» EXERCISE DETAILS
For the entries below, print exactly the lines between the line holding "output | one point per instance, like (101,473)" and the line holding "output | one point per instance, like (1018,169)", inclusive, and nothing else.

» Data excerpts
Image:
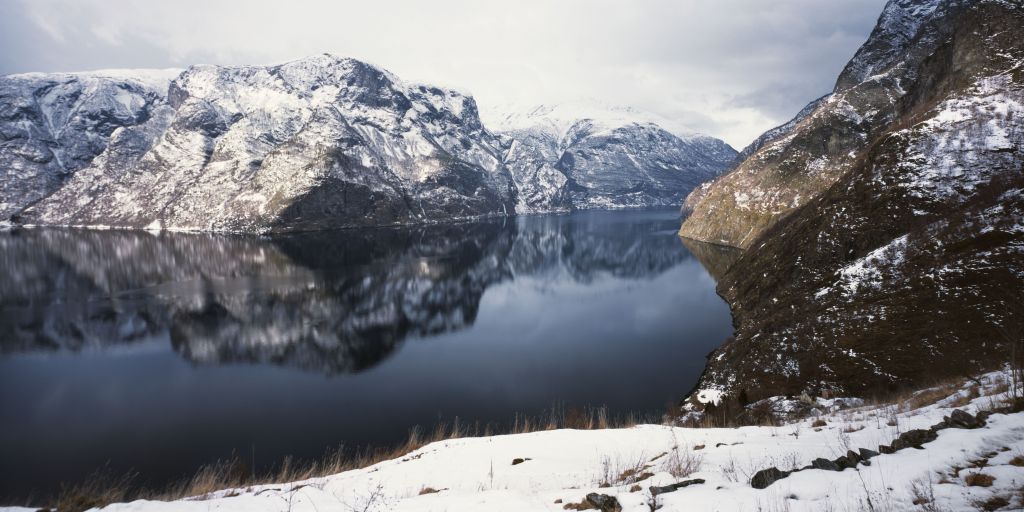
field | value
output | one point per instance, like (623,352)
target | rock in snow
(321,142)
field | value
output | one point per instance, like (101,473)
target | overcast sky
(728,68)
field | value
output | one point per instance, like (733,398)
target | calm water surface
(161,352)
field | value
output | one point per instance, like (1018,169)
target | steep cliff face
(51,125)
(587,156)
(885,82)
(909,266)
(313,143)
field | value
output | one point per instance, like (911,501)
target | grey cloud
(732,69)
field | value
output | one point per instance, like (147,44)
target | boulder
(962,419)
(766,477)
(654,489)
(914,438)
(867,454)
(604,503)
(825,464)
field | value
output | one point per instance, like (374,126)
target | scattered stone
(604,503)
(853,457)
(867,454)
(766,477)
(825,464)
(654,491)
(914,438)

* * *

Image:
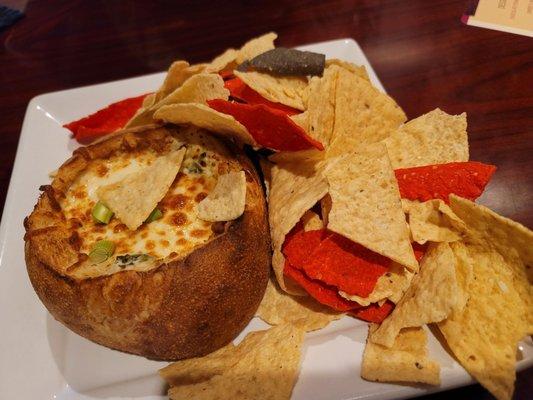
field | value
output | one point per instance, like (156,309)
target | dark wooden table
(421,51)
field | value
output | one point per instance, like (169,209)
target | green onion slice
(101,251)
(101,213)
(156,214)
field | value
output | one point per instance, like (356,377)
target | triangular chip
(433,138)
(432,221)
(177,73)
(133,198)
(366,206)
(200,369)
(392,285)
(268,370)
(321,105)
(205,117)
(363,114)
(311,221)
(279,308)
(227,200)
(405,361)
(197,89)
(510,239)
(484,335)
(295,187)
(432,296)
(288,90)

---

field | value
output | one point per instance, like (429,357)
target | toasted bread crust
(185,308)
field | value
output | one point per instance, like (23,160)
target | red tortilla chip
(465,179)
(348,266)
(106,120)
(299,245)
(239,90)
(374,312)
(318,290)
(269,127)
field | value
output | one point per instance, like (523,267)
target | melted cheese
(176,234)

» ANSWER TO THIS PROBLEM
output | one point per instance, like (101,473)
target | overcast sky
(728,68)
field | value
output | one point per instance, like (733,398)
target | calm water surface
(161,352)
field | value
output | one point per instance, like (1018,169)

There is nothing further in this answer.